▶ **Work instructions**: From the material below, pull out every line that contains the word "flare" and copy those lines. Count a line only if the word appears in the same case.

▶ **Data section**:
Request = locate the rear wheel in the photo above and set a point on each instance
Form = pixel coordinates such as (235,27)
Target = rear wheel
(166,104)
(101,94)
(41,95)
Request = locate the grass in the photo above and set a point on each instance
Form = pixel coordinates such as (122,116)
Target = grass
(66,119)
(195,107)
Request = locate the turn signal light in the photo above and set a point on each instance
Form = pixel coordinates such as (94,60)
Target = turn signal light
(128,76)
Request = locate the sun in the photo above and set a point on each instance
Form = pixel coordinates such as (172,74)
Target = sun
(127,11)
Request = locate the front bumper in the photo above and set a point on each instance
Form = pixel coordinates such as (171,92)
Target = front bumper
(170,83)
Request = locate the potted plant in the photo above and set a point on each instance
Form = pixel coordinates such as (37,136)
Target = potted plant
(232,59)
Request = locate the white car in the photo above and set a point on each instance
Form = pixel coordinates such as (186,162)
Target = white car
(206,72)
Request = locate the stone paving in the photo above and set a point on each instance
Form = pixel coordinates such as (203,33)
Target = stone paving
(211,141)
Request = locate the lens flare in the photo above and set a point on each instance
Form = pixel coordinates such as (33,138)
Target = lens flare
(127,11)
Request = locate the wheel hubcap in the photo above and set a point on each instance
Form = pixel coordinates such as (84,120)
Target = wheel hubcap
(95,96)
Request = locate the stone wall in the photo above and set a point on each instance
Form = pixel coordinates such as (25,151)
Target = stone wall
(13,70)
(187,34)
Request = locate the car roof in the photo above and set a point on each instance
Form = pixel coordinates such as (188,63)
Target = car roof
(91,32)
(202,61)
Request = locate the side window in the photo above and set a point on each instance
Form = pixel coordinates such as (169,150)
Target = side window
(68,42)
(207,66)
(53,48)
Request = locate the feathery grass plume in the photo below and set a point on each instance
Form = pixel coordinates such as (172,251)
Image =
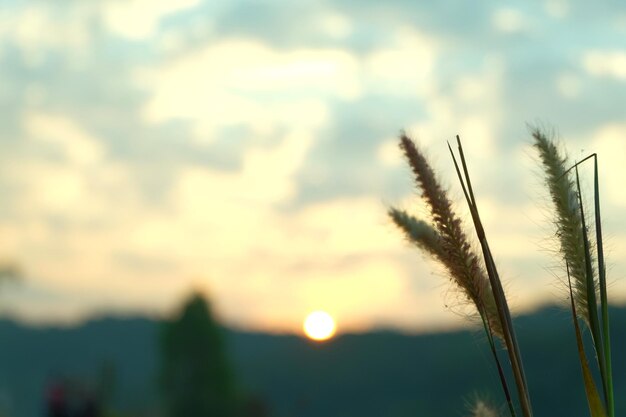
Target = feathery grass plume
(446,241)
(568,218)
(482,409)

==

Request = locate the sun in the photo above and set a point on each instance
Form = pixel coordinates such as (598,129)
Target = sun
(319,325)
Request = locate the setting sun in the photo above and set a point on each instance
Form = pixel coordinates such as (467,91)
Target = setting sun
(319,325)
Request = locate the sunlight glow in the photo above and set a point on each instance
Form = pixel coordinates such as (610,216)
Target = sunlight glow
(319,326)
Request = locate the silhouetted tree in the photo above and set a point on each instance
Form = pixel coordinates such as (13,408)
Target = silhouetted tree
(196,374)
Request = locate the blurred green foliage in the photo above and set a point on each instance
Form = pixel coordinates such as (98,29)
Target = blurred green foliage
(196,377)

▶ **Response to the exercise**:
Request = locate the lens flare in the photo above and set a point on each instance
Target = lens flare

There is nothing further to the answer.